┌─ Provided material

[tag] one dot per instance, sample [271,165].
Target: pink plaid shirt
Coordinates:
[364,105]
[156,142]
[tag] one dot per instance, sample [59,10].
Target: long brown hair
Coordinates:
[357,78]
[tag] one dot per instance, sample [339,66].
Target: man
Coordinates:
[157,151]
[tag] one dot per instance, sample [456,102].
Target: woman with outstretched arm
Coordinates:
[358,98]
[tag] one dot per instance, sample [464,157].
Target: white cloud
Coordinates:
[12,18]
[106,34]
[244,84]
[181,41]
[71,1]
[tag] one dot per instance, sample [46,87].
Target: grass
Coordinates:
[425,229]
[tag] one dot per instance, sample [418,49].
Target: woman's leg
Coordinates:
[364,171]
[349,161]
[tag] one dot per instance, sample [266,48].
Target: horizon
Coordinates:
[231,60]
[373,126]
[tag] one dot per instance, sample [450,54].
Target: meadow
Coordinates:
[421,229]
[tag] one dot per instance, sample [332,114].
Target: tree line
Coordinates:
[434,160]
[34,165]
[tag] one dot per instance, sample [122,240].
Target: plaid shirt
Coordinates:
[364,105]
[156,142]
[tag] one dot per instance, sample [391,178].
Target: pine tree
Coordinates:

└─

Please update the rows from the line with "[tag] one dot per instance, sample [59,10]." through the end of the rows, replacing "Coordinates" with "Points" and leaving everything else unchanged.

**Full answer**
[tag] one dot per instance, sample [59,10].
Target: long brown hair
Points:
[357,78]
[tag] one dot per instance, sample [339,66].
Target: man
Points:
[157,151]
[tag] one dot per instance, sample [456,102].
Target: woman with outstretched arm
Points:
[358,98]
[tag] one dot per instance, sample [464,157].
Target: white cloud
Points:
[12,18]
[106,34]
[244,84]
[181,41]
[71,1]
[tag] one dot per instance, sample [46,87].
Target: grass
Points:
[425,229]
[tag] one dot per instance, sample [418,49].
Target: woman's leg
Points:
[364,171]
[349,161]
[tag] one dot per instance, sample [266,48].
Target: horizon
Points:
[231,60]
[373,126]
[tag] one dot per instance, sample [450,54].
Target: meadow
Points:
[421,229]
[tag] one dot per instance, sample [332,114].
Target: tree line
Points:
[434,160]
[34,165]
[tag] one dot per instance, sample [122,240].
Target: plaid shirt
Points:
[364,105]
[156,142]
[tag] one dot per instance, sample [391,178].
Target: pine tree
Points:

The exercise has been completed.